Coordinate annotation records →
▼▼▼
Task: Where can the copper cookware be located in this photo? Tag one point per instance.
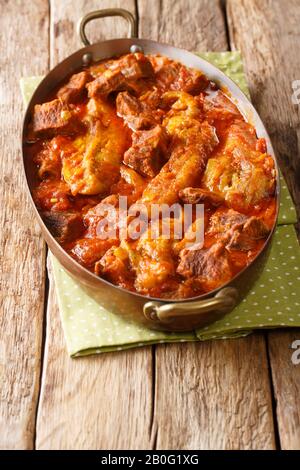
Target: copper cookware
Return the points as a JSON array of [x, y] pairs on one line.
[[153, 313]]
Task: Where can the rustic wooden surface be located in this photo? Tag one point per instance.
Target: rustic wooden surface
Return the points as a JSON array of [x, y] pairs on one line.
[[238, 394]]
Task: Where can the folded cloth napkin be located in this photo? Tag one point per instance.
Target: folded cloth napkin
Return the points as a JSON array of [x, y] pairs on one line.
[[272, 302]]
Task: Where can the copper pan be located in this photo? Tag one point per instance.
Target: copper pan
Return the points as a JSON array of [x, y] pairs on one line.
[[154, 313]]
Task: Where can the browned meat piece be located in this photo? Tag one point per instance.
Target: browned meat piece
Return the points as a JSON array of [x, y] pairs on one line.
[[109, 81], [64, 226], [75, 87], [89, 250], [54, 117], [136, 114], [147, 151], [134, 66], [224, 220], [190, 80], [175, 76], [208, 266], [115, 267], [238, 231], [195, 195], [244, 237], [219, 107], [121, 74]]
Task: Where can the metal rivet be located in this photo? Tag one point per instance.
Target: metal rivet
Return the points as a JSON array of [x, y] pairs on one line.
[[87, 58], [135, 48]]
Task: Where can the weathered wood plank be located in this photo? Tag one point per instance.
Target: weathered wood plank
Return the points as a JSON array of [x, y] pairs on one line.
[[213, 395], [22, 249], [183, 23], [207, 395], [97, 402], [286, 380], [267, 33]]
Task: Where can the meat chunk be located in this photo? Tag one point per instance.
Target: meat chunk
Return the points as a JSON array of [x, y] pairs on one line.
[[75, 87], [88, 251], [137, 114], [172, 75], [134, 66], [224, 220], [190, 80], [147, 151], [195, 195], [245, 238], [115, 266], [210, 267], [54, 117], [238, 231], [239, 172], [121, 74], [109, 81], [64, 226]]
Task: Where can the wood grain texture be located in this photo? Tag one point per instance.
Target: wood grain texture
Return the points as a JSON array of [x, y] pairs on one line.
[[213, 395], [208, 396], [102, 402], [267, 34], [97, 402], [183, 23], [286, 380], [21, 247]]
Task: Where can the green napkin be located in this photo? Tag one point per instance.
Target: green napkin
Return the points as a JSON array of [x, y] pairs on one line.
[[272, 302]]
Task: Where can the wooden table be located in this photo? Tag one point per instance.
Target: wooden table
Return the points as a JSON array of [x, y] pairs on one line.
[[237, 394]]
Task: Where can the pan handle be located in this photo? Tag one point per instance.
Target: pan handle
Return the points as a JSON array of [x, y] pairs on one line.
[[195, 311], [131, 20]]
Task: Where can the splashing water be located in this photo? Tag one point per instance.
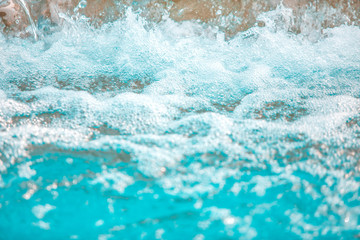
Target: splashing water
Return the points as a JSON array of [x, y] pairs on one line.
[[170, 132]]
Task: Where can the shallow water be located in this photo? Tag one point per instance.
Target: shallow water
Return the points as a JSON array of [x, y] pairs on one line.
[[170, 131]]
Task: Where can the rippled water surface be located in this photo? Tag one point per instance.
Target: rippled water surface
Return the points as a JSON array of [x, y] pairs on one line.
[[169, 131]]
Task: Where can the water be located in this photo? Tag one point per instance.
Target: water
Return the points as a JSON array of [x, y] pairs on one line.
[[169, 131]]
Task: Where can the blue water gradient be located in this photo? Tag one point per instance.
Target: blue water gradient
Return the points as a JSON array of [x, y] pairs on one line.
[[131, 131]]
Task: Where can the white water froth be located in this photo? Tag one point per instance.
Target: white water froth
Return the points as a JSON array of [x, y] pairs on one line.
[[192, 110]]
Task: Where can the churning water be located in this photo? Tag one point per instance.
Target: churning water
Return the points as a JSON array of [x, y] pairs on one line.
[[169, 131]]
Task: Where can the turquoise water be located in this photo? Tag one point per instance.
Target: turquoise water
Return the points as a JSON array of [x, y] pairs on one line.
[[131, 131]]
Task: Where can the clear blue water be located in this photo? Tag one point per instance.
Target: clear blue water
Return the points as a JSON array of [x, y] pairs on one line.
[[171, 132]]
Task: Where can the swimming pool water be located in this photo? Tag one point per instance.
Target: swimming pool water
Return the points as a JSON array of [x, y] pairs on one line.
[[171, 132]]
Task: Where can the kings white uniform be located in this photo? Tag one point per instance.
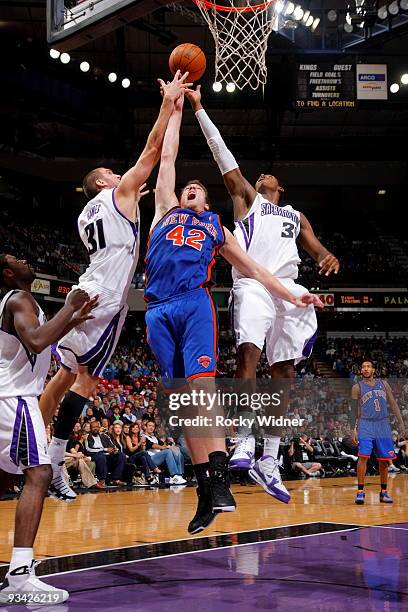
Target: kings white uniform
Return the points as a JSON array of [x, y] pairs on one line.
[[268, 234], [112, 241], [23, 440]]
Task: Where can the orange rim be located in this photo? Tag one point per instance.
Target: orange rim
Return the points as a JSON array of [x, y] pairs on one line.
[[232, 9]]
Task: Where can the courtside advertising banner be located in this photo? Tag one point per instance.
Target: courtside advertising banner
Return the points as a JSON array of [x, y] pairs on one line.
[[371, 82]]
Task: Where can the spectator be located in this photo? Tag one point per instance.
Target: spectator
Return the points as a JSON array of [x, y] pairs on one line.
[[128, 415], [136, 450], [105, 455], [76, 461], [161, 453]]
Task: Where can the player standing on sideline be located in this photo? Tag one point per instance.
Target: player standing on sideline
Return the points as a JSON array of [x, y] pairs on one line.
[[109, 228], [370, 398], [181, 320], [25, 355], [267, 231]]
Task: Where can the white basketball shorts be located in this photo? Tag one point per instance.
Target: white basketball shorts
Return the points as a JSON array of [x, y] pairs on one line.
[[92, 343], [23, 440], [257, 316]]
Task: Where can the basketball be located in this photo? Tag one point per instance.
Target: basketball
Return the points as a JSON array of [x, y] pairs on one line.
[[188, 58]]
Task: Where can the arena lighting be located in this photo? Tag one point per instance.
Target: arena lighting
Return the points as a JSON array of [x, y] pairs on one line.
[[382, 12], [393, 8], [315, 24], [289, 8]]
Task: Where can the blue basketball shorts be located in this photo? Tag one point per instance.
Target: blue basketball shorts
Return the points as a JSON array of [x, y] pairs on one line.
[[375, 436], [182, 334]]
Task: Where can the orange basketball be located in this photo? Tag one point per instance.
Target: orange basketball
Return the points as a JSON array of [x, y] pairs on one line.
[[188, 58]]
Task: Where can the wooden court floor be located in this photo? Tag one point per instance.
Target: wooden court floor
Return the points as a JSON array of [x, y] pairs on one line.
[[120, 519]]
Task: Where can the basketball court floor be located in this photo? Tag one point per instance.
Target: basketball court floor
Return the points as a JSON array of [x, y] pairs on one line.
[[130, 550]]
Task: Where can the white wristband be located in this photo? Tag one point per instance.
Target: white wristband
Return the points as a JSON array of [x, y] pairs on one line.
[[222, 155]]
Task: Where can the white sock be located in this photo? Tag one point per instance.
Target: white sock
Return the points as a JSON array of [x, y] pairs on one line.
[[271, 446], [57, 450], [20, 557]]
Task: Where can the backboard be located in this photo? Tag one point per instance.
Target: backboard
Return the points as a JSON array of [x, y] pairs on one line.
[[73, 23]]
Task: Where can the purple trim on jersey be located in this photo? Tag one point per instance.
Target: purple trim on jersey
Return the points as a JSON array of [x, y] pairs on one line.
[[32, 442], [133, 224], [308, 347], [16, 432], [251, 227], [55, 352], [93, 351], [102, 363], [248, 238], [241, 225]]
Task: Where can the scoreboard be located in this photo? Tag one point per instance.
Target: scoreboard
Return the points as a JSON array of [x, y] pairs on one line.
[[325, 85]]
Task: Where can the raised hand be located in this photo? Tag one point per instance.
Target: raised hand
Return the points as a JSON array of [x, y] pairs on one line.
[[194, 97], [329, 264], [172, 90], [142, 191]]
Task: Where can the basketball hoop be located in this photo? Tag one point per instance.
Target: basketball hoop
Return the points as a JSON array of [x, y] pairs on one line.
[[240, 29]]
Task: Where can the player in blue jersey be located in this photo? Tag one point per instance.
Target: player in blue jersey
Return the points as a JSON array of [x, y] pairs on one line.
[[181, 321], [371, 397]]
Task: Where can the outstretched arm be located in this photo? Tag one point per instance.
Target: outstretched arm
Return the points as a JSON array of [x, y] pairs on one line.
[[308, 240], [394, 408], [165, 197], [37, 337], [240, 190], [127, 193], [233, 253]]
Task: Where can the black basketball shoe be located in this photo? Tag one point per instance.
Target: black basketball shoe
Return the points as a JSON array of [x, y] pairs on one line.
[[204, 515], [221, 496]]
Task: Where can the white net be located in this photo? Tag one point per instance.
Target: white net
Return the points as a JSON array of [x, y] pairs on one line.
[[240, 30]]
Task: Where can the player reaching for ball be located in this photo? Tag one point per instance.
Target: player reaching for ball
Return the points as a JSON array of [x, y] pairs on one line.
[[109, 228], [267, 231], [181, 322]]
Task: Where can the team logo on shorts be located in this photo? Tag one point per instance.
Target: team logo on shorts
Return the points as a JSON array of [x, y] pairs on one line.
[[204, 360]]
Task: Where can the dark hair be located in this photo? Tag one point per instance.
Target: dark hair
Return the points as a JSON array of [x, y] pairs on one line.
[[197, 182], [89, 183], [3, 266]]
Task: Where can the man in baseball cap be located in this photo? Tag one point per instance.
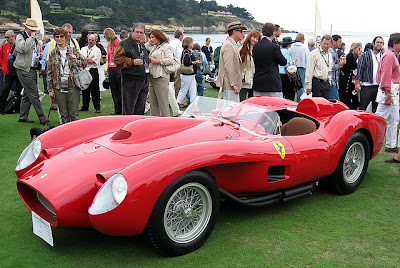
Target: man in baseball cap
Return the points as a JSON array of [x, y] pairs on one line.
[[27, 63]]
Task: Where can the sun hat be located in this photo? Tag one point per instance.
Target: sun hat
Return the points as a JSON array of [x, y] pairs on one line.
[[235, 25], [286, 40], [31, 24]]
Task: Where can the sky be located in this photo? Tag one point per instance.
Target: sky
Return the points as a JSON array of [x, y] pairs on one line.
[[344, 15]]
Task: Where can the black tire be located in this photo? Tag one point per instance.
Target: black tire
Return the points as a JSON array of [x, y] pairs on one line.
[[194, 218], [213, 85], [352, 165]]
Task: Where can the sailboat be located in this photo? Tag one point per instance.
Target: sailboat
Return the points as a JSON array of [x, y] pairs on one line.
[[317, 29], [36, 14]]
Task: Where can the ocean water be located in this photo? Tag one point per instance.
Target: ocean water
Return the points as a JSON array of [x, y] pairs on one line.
[[217, 39]]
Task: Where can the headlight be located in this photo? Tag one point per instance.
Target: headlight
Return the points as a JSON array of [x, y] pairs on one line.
[[29, 155], [110, 195], [119, 189]]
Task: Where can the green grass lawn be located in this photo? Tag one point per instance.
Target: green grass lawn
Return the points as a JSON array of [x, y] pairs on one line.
[[321, 230]]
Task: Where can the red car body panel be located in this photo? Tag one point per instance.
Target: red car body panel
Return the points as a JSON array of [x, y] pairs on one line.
[[78, 157]]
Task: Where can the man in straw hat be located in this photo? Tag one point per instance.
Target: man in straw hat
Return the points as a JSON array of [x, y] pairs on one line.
[[27, 63], [267, 56], [230, 73]]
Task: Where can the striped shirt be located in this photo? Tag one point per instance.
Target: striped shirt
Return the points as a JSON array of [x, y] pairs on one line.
[[319, 64]]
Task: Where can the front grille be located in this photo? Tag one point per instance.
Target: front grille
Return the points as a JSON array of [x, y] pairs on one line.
[[37, 203]]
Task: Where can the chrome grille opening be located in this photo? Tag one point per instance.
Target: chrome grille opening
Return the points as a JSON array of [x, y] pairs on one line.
[[37, 203], [45, 203]]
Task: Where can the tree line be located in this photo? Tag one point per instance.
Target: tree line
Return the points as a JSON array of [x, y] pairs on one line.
[[125, 12]]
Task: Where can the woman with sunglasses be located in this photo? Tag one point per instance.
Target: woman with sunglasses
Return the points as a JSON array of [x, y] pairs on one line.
[[59, 69]]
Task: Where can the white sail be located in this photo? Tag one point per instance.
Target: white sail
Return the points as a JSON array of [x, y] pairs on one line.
[[36, 14], [318, 29]]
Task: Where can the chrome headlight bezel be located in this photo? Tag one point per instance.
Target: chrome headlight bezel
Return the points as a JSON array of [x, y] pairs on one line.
[[29, 155], [110, 195]]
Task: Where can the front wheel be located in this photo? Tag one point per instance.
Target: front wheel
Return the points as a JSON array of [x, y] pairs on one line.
[[184, 215], [352, 165]]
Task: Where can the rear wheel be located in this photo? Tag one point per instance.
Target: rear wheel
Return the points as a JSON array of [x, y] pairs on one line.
[[352, 165], [184, 215]]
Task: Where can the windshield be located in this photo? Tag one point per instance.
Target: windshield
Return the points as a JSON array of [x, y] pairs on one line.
[[251, 118]]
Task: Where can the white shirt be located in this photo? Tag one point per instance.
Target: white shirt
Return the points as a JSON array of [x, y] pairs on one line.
[[177, 48], [376, 58], [94, 53], [64, 67]]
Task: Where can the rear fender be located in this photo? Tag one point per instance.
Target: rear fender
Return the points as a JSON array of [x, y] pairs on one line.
[[338, 130]]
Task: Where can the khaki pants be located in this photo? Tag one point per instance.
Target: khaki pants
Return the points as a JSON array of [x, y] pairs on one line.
[[158, 96], [68, 104], [177, 82]]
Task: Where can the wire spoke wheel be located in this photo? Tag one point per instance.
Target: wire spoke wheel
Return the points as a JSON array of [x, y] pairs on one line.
[[354, 162], [187, 213]]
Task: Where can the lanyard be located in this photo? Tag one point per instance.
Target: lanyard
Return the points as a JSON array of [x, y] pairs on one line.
[[89, 51], [322, 55], [61, 59], [380, 56]]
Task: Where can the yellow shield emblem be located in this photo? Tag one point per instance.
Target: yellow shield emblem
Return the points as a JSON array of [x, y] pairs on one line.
[[279, 148]]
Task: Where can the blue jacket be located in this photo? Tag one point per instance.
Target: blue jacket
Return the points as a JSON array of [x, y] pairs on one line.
[[267, 56]]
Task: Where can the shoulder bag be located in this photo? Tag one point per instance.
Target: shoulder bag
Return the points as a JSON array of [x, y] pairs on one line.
[[82, 78], [186, 69]]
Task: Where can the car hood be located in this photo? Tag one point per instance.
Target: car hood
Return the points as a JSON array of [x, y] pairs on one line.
[[156, 134]]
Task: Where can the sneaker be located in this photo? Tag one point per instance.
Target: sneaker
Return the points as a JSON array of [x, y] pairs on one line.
[[178, 113], [26, 120], [392, 150], [146, 107], [44, 121]]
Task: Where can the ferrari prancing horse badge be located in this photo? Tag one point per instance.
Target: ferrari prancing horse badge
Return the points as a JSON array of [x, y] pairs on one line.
[[279, 148]]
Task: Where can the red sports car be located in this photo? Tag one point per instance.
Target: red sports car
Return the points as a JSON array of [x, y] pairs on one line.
[[125, 175]]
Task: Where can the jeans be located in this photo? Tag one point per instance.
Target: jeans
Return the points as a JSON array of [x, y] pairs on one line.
[[302, 72], [334, 93], [199, 80]]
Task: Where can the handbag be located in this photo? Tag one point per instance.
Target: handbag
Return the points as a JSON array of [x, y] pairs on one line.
[[106, 83], [297, 83], [186, 69], [172, 68], [82, 78]]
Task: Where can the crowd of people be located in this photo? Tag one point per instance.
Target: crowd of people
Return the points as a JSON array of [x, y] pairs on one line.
[[168, 73]]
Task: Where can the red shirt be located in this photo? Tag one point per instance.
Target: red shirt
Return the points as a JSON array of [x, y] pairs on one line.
[[4, 51], [388, 70]]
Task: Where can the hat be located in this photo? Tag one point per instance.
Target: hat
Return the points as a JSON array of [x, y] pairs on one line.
[[286, 40], [31, 24], [235, 25]]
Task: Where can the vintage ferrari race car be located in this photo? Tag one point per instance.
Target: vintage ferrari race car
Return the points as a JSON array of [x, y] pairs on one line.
[[125, 175]]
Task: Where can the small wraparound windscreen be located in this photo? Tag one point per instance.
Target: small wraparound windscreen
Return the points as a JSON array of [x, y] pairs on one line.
[[251, 118]]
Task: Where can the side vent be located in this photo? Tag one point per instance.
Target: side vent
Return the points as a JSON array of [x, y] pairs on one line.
[[276, 173]]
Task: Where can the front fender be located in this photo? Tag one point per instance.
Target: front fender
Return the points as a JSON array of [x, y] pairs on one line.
[[148, 178]]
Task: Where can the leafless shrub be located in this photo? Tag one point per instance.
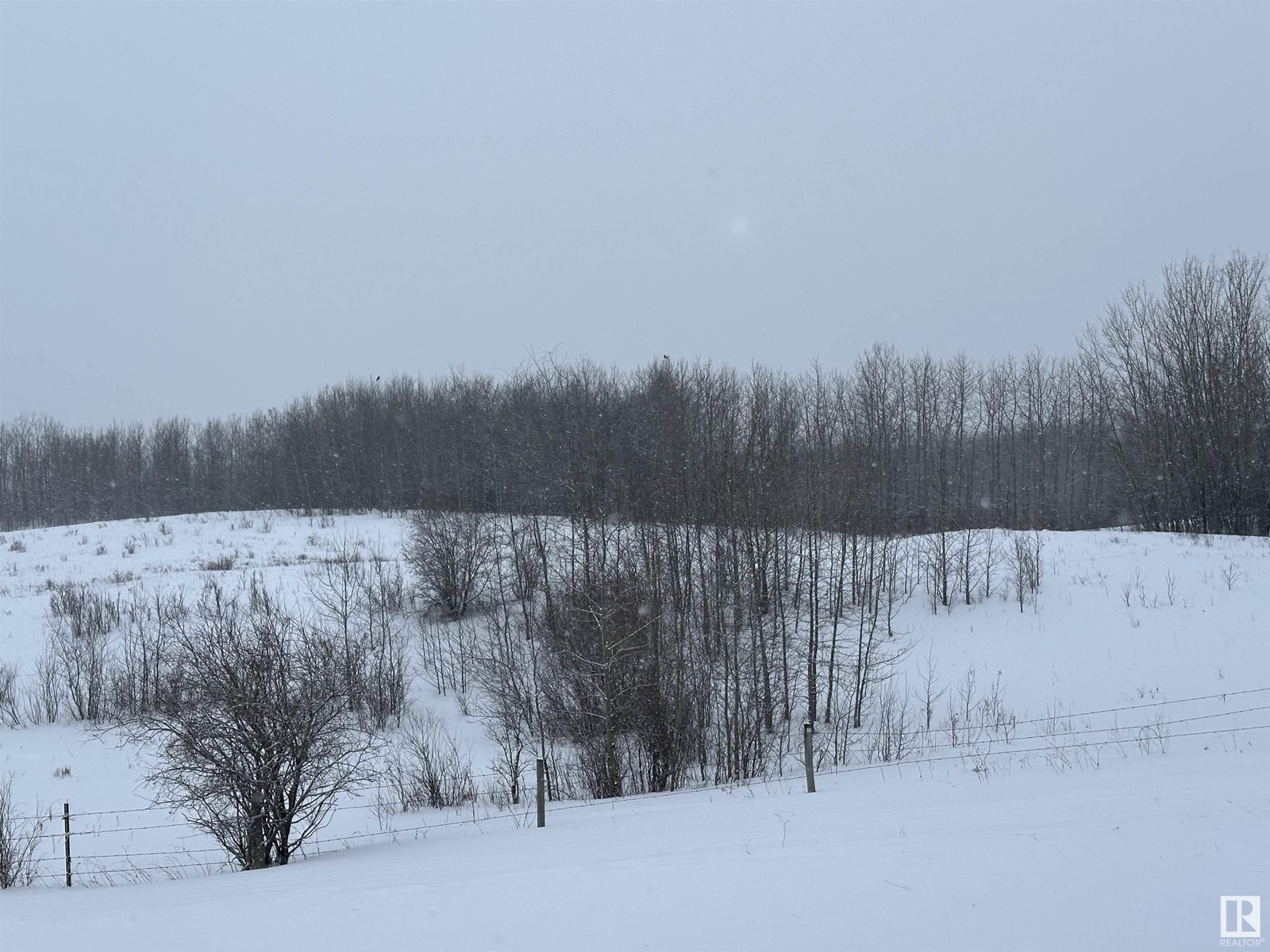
▲▲▲
What the task asks → Pull out every line of the material above that contains the word "vintage", and list those lines unchanged.

Solution below →
Task: Where can the vintage ferrari race car be located in this photo? Tag one point per instance.
Target: vintage ferrari race car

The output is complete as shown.